Endoscopic Harvesting of the Gracilis Muscle – Experimental Study in a Swine Model

Aim: The gracilis muscle is one of the most frequent used free flaps in reconstructive surgery. In reconstructive surgery, endoscopic muscle flap harvesting allows a minimal invasive approach of the donor sites, leading to lesser immediate and late post-operative complications, reduced local morbidity and faster healing. The present study aims in establishing the experimental model of this technique in pigs.
Material and Method: The study was conducted on 12 pigs with an average weight of 30 kg. After orotracheal intubation and anesthesia a 3-4 cm incision is made where is inferior border of gracilis. Dissection of the anterior and posterior side of the muscle was done under visual control offered by the endoscopic instruments consisting in: Emory optical retractor, Hopkins II 4mm optic telescopes at 30, 35cm Metzenbaum scissors, Hook unipolar coagulator, bipolar scissors 23 cm.. The work chamber is created using Emory retractor. 14 muscles were harvested used the minimal invasive surgery. The pedicles were left intact , for evaluation of the flap.

- - - -

▶ _THE PROBLEM_: List every endoscopic instrument the gracilis study names for dissecting the muscle. None of the lines after this text are needed.

▶ _DATA BLOCK_:

- - - -

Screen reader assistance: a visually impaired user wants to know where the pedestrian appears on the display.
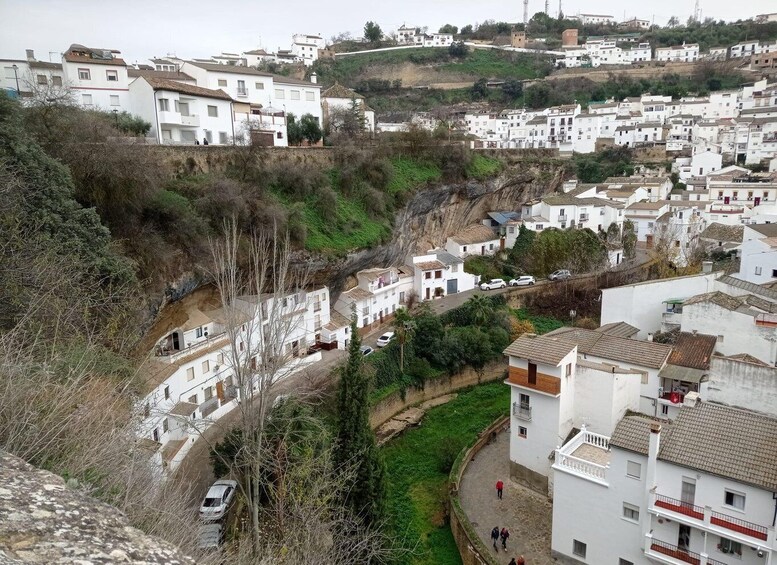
[499,528,510,551]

- - - -

▶ _WRITTEN REPLY_:
- Emory optical retractor
- Hopkins II 4mm optic telescopes at 30
- 35cm Metzenbaum scissors
- Hook unipolar coagulator
- bipolar scissors 23 cm